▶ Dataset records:
____________________
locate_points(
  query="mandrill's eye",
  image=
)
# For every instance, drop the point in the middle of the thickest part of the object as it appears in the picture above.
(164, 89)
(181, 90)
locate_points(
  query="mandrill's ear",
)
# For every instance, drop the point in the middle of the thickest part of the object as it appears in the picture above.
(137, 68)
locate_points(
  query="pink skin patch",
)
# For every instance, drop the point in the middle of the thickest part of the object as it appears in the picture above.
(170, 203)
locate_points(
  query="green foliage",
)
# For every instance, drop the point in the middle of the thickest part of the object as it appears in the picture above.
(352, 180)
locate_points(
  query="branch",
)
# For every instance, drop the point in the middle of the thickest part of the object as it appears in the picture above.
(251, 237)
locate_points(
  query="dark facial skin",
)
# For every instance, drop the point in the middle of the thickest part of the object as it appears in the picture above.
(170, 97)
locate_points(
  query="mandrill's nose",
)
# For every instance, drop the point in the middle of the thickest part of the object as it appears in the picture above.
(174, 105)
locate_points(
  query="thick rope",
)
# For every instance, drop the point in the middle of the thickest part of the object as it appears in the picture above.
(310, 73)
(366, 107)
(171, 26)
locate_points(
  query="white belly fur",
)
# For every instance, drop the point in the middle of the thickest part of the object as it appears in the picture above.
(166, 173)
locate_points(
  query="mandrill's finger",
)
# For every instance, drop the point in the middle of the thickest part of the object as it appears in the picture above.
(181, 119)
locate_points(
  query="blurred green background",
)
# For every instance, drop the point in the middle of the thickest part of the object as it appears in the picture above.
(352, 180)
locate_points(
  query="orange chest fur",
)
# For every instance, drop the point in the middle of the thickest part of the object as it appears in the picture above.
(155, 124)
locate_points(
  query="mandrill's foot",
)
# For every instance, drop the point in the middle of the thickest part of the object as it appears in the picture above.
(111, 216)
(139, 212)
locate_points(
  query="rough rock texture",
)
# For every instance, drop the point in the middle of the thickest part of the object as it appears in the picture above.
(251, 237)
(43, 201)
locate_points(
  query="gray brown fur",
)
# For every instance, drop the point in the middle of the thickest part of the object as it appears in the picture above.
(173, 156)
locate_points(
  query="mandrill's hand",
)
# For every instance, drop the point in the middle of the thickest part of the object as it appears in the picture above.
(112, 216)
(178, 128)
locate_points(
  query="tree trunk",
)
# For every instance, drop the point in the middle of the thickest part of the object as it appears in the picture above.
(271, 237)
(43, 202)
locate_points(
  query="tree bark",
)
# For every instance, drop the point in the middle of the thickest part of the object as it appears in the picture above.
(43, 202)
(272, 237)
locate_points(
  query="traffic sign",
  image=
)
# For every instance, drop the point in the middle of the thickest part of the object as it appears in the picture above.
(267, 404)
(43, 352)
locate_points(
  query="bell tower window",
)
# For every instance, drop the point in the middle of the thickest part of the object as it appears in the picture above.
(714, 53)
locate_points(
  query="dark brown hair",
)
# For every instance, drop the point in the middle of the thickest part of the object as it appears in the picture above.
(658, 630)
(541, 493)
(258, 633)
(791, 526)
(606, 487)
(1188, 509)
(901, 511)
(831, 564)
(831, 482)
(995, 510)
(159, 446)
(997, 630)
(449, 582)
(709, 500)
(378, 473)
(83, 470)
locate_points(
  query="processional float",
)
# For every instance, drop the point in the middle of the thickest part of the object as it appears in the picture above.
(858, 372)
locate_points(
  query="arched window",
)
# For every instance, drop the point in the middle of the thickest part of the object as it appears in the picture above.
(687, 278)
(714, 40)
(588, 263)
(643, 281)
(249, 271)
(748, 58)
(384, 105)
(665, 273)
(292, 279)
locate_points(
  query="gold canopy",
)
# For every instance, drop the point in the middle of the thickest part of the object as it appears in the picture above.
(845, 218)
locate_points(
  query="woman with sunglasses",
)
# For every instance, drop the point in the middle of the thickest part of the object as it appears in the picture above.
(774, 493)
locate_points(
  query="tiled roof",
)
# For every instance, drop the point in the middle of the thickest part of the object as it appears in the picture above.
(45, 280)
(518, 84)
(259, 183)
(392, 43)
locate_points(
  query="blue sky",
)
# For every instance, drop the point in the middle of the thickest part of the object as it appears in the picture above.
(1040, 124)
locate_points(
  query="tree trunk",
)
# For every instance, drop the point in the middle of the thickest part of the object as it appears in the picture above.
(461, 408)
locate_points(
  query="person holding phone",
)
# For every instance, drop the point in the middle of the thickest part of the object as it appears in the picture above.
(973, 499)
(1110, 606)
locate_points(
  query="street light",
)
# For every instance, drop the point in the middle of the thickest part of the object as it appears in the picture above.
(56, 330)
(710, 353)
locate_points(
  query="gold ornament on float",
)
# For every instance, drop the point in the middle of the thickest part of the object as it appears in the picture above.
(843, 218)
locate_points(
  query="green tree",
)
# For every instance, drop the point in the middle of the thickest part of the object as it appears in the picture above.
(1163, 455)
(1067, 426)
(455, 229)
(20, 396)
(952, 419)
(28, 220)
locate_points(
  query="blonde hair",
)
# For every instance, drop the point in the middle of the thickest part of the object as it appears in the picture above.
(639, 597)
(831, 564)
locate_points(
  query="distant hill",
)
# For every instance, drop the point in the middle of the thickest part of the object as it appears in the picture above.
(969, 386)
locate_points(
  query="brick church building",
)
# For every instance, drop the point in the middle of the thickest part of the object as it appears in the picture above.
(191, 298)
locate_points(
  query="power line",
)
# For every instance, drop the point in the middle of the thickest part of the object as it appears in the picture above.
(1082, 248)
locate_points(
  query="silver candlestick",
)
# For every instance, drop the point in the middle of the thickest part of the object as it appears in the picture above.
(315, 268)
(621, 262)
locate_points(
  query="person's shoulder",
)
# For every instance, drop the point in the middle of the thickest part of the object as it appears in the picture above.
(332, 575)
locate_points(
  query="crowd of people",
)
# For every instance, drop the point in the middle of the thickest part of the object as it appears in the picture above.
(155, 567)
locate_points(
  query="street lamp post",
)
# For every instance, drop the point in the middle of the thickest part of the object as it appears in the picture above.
____________________
▶ Your task: Nothing in the records may be left out; copy them all exactly.

▶ Your solution:
locate_points(
  query="mandrill's eye",
  image=
)
# For every instance, drop the point in the middle of the thickest part of the object as it appears in the picture above.
(164, 89)
(181, 90)
locate_points(
  query="mandrill's ear",
)
# For every instance, drop the point in the middle of the thickest part of the object as it appears in the picture above.
(137, 68)
locate_points(
  query="pink skin patch",
)
# For every instance, drop the point in the middle of the thickest part of the object as it appears in the picture above.
(170, 203)
locate_points(
  query="green foliage",
)
# For every instance, drop the point in the middle of the thickest part of the object as it appears in the picture above.
(352, 180)
locate_points(
  query="branch",
)
# For every instance, drop the point in the middle of the thickest part of the object as it appears in the picture above.
(251, 237)
locate_points(
  query="dark facial skin",
)
# For every instance, drop the point in the middle of the thickest part of the object as it appears in the picture above.
(170, 97)
locate_points(
  query="mandrill's nose",
)
# For every instance, drop the point in the middle of the thickest part of the object as it appears in the picture above.
(174, 105)
locate_points(
  query="thick rope",
)
# For every instance, drop the point in the middle of the thickest part of the object as it appears in the picture above.
(310, 73)
(366, 107)
(171, 26)
locate_points(
  query="white belly fur",
)
# For every instance, drop the point in the middle of the thickest part of the object as it appears in the picture above.
(166, 173)
locate_points(
  query="mandrill's finger",
)
# For every instance, drop the point in the middle of the thickest part of the object as it appears in the picture above.
(181, 119)
locate_points(
  query="blurred green background",
)
# For every instance, drop the point in the middle of the thickest part of the object as it appears in the picture above.
(352, 180)
locate_points(
  query="orange chest fur",
)
# For every instance, drop the point in the middle of the thickest part of the object as it appears in the picture above.
(155, 124)
locate_points(
  query="mandrill's foot",
)
# For every instance, drop the point in the middle of the thickest part of the object as it appears in the picture above.
(111, 216)
(139, 212)
locate_points(
  query="rough rock texture",
)
# For every instance, drop the point in the middle of the thickest part of the object as it appears in the picture above.
(251, 237)
(43, 201)
locate_points(
  query="gray brown fur",
)
# For every instance, drop the point in the middle of the thickest part of the object as it appears in the picture above.
(173, 156)
locate_points(
  query="mandrill's hand",
)
# For every instance, drop the point in the middle of the thickest part of the object as it appears in the picture above.
(112, 216)
(178, 128)
locate_points(
  query="tree trunk",
)
# For every instance, drop the point in the middle of the thickest part of the object as it appears in the picture above.
(271, 237)
(43, 202)
locate_points(
  query="tree bark",
)
# For every instance, drop the point in the middle of the thickest part of the object as it appears in the picture above.
(43, 202)
(272, 237)
locate_points(
  query="traffic sign",
  image=
)
# For every instance, drop the point in the middle of the thickest part of the object as it appears in the picture above.
(267, 404)
(43, 352)
locate_points(
  query="bell tower window",
)
# For every instance, drop the point in the middle of the thickest part of the object as it appears in the picture above.
(714, 53)
locate_points(
  query="dark brown hair",
)
# For every instance, drop the point in the middle of the thickest part of the object as it appears in the picture above.
(658, 630)
(541, 493)
(258, 633)
(791, 526)
(606, 487)
(1188, 509)
(901, 511)
(831, 564)
(831, 482)
(995, 510)
(159, 446)
(997, 630)
(449, 582)
(709, 500)
(378, 473)
(83, 470)
locate_points(
  query="processional float",
)
# For every instance, drop the point in the middle of the thickest part of the object as it appears in the picture above.
(858, 372)
locate_points(
  query="arched window",
)
# For every instance, drop the point in the middle of the thickest part of the object as it appears in the picture above.
(687, 278)
(714, 40)
(588, 263)
(643, 281)
(249, 271)
(748, 58)
(384, 105)
(665, 273)
(292, 279)
locate_points(
  query="gold canopy",
)
# For every instance, drop the point in the middle of the thickest part of the object as it appears in the picture above.
(845, 218)
locate_points(
  query="woman with sunglasses",
)
# For every instance, drop the point in the middle of the thickest part of the object as it appears in the picture above.
(774, 493)
locate_points(
  query="tiled roof",
)
# For every instance, drop the point in the middle of the thickest part of the object as it appears in the picture above.
(45, 280)
(518, 84)
(259, 183)
(392, 43)
locate_points(
  query="blue sky",
)
# For every instance, drop the point in the middle of the thickest part of the object as it appears in the picture above.
(1040, 124)
locate_points(
  query="tree trunk",
)
# For every instance, drop the point in the middle of the thickest part of the object as it appears in the picture above.
(461, 408)
locate_points(
  query="person holding phone",
)
# For every instance, drop the point in the middle of the thickest part of the object as it appears in the picture above.
(973, 499)
(1110, 606)
locate_points(
  query="street light",
)
# For every instance, drop the point in the middle of the thickest part of the object as it appears in the picture above.
(56, 330)
(710, 353)
locate_points(
  query="gold ornament on float",
)
# For every instance, drop the point in the middle of the thickest part of the object as it appears in the picture above.
(843, 218)
locate_points(
  query="green tree",
)
# For every instance, drop the point in the middle of the thickest part of the object as it appears in the picture above.
(1163, 455)
(1067, 426)
(455, 229)
(20, 396)
(952, 419)
(28, 220)
locate_points(
  query="blonde hair",
)
# For every instance, drop the point in the middle of the thickest part of the object as it appears in the picture above.
(639, 597)
(831, 564)
locate_points(
  query="distant hill",
)
# For every instance, drop the point in the middle of the thickest part of the object as it appears in the picture above.
(969, 386)
locate_points(
  query="brick church building",
)
# For every instance, drop the point in the middle of the thickest part of the object as it appears in the picture above.
(191, 298)
locate_points(
  query="power line",
)
# For every instance, drop the point in the middle of the thickest part of the object as it appears in the picture above.
(1082, 248)
locate_points(
  query="silver candlestick",
)
# For every instance, drop the point in the middle of the thickest part of the object as it appears in the picture above.
(315, 268)
(621, 262)
locate_points(
  query="person's shoulder",
)
# For every instance, drop the point in the middle of the thickest part of the object as it appears in the picture above.
(332, 575)
locate_points(
  query="crowd of people",
)
# For every instance, drop the point in the middle of the thickest part of the object as it appears in the picture above.
(155, 567)
locate_points(
  query="street lamp post",
)
# For every instance, drop the point in the middle of the thickest part of the object as it appears in the picture above.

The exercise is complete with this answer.